Task to carry out:
List every row that contains the string "wheel", copying each such line in full. Only matches with the same capitalization count.

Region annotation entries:
══════
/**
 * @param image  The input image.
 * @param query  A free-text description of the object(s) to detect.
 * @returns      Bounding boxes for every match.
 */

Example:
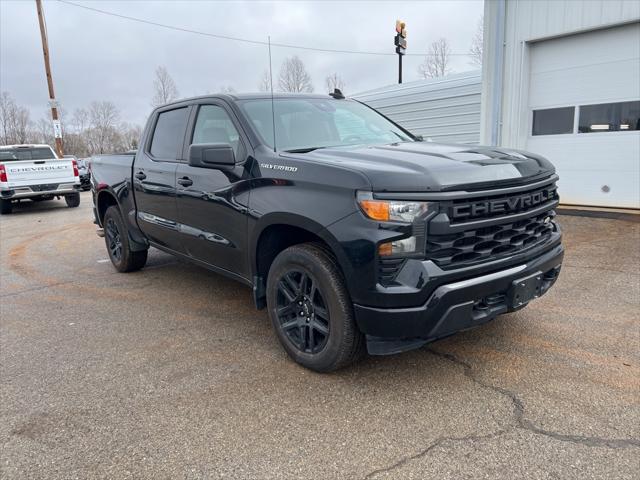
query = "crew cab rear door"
[132,106,190,253]
[0,145,78,190]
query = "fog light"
[378,237,417,257]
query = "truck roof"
[0,143,51,150]
[158,92,342,108]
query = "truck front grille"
[427,210,556,268]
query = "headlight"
[378,237,418,257]
[357,192,429,223]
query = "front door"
[133,107,189,253]
[176,104,254,278]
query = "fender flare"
[249,212,351,278]
[95,186,149,252]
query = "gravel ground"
[0,194,640,480]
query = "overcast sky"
[0,0,483,124]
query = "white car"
[0,145,80,214]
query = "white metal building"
[354,71,482,144]
[481,0,640,208]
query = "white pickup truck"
[0,145,80,214]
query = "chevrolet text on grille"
[450,185,557,218]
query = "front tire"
[64,193,80,208]
[267,243,364,372]
[102,206,147,273]
[0,199,13,215]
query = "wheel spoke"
[276,303,295,318]
[283,273,300,297]
[311,320,329,336]
[280,318,298,332]
[300,273,311,295]
[278,277,296,303]
[298,325,307,352]
[307,324,316,353]
[313,305,329,322]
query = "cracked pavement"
[0,194,640,480]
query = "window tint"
[578,101,640,133]
[532,107,575,135]
[191,105,240,158]
[150,107,187,160]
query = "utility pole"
[36,0,64,158]
[393,20,407,83]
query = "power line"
[58,0,469,57]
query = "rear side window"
[531,107,575,135]
[193,105,240,157]
[149,107,188,160]
[0,147,57,162]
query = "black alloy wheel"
[104,218,122,262]
[276,270,330,354]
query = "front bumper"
[354,245,564,355]
[0,183,80,200]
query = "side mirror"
[189,143,236,168]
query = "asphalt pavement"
[0,193,640,480]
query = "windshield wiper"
[285,147,327,153]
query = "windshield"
[0,147,56,162]
[238,98,413,151]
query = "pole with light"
[394,20,407,83]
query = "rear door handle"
[178,177,193,187]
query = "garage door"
[527,23,640,208]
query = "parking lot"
[0,193,640,479]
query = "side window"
[578,101,640,133]
[191,105,241,159]
[531,107,575,135]
[149,107,188,160]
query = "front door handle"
[178,177,193,187]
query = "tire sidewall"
[267,247,353,371]
[103,207,130,272]
[64,193,80,208]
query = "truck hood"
[287,142,555,192]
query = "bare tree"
[151,67,178,108]
[71,108,89,133]
[278,55,313,93]
[0,92,15,145]
[418,38,451,78]
[324,72,344,93]
[0,92,32,145]
[87,101,120,153]
[33,116,55,145]
[120,123,142,151]
[469,17,484,67]
[258,69,271,92]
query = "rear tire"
[64,193,80,208]
[102,205,148,273]
[0,199,13,215]
[267,243,365,372]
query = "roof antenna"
[329,88,345,100]
[267,36,276,153]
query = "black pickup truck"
[91,92,563,372]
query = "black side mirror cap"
[189,143,236,168]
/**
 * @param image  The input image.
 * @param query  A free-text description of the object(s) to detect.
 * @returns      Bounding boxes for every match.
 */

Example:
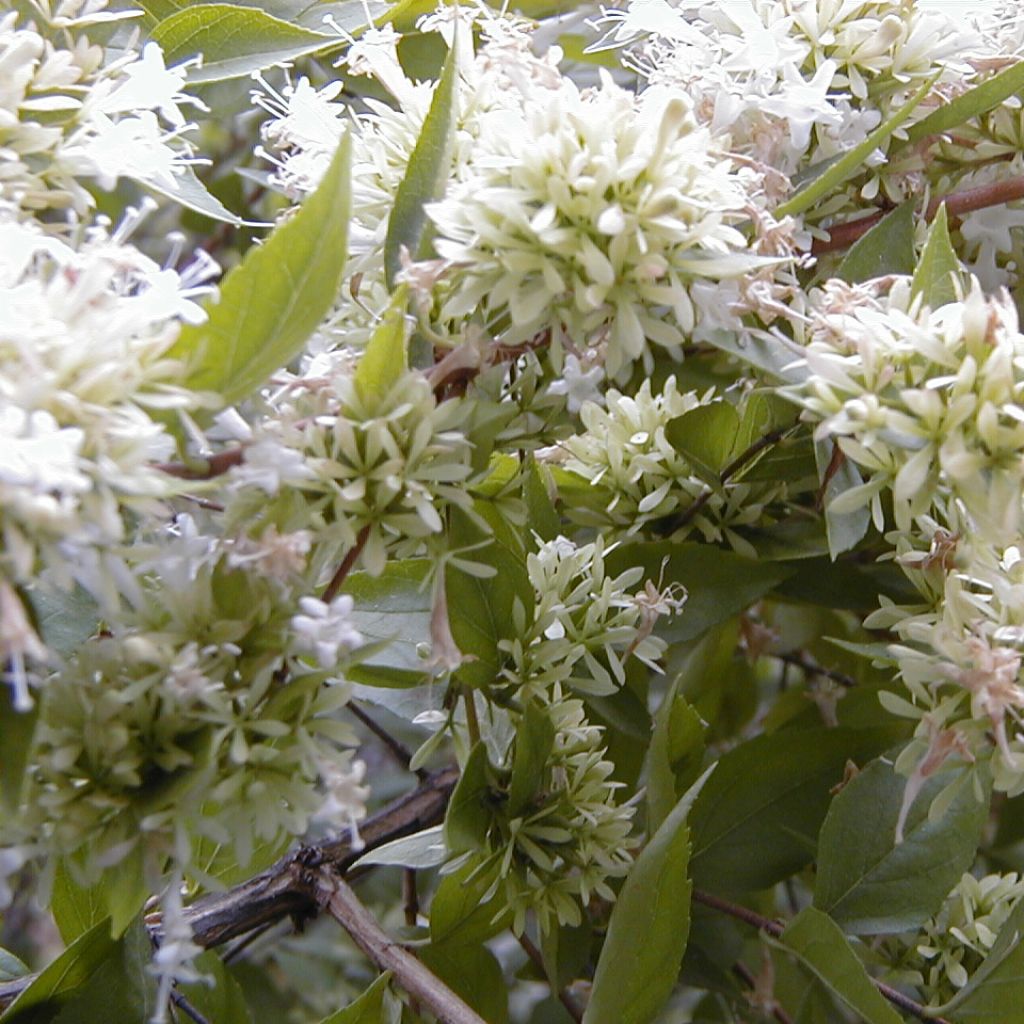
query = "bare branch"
[319,870,486,1024]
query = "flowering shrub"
[8,0,1024,1024]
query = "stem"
[811,175,1024,256]
[693,889,950,1024]
[154,447,246,480]
[516,932,583,1024]
[346,702,426,778]
[462,688,480,746]
[321,523,370,604]
[319,871,486,1024]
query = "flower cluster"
[880,871,1024,1007]
[450,686,634,934]
[229,371,470,573]
[553,377,778,553]
[500,537,686,695]
[0,3,201,213]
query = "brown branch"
[693,889,949,1024]
[154,447,246,480]
[0,768,459,1008]
[811,175,1024,256]
[323,523,370,604]
[319,869,486,1024]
══════
Response below:
query = "wheel spoke"
query = "black alloy wheel"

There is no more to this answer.